§ Page extract:
○ ○ ○ ○ ○ ○ ○
In the wake of former President Donald Trump’s felony conviction, members of the Nye County Republican Party are standing by the 45th president, according to party chairman Leo Blundo.

The Nye County Republican Party will “move heaven and earth to deliver Nye County and the rest of Nevada for the triumphant return of Donald J. Trump and America First candidates who will support his plan to save America,” Blundo said in a statement after a New York jury found Trump guilty last week of 34 counts of falsifying business records to cover up a payment to silence a porn star ahead of his 2016 election.

Blundo called the decision a “sad day in America.”

“If you look at the entirety of the situation, I think it’s wrong,” Blundo told the Pahrump Valley Times. “I don’t like how the justice system is being used to persecute people, political folks. I saw a case where a Democrat got persecuted and I thought that was wrong, so the political persecution goes both ways. It’s a sad day in America when political purposes are the driving force for why people are being persecuted in the justice system. It perverts the justice system, and no matter what your political affiliation is, it’s wrong. Whether it’s your gender, your race, or your nationality, it doesn’t matter. When we use these ambitions, and we use these tools in that manner. I think it’s wrong.”

Laws matter

Others had a different opinion.

Bill Dolan, a longtime law enforcement officer and veteran from Pahrump, suggested that no one should be entitled to special treatment once arrested, charged and convicted.

“As a prior law enforcement officer, nobody is above the law,” he said. “The rule of law needs to stand. If it was any one of us, we should receive no different treatment than anyone else, but it’s when you have people like Rep. Tim Scott, Rep. JD Vance, and others running around saying that they are not going to move any legislation whatsoever because it didn’t go their way — that is wrong.
○ ○ ○ ○ ○ ○ ○
§ What the task requires:
Copy the news report from "Bill Dolan, a" up to and including "charged and convicted.", renaming "special treatment" as "preferential treatment". The data after this point has no connection to the news report.

§ Dataset extract:
○ ○ ○ ○ ○ ○ ○
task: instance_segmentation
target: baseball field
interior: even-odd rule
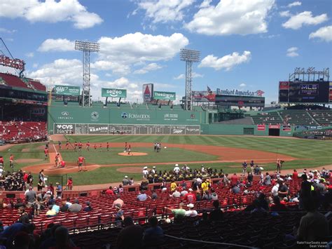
○ ○ ○ ○ ○ ○ ○
§ Result of the exercise:
Bill Dolan, a longtime law enforcement officer and veteran from Pahrump, suggested that no one should be entitled to preferential treatment once arrested, charged and convicted.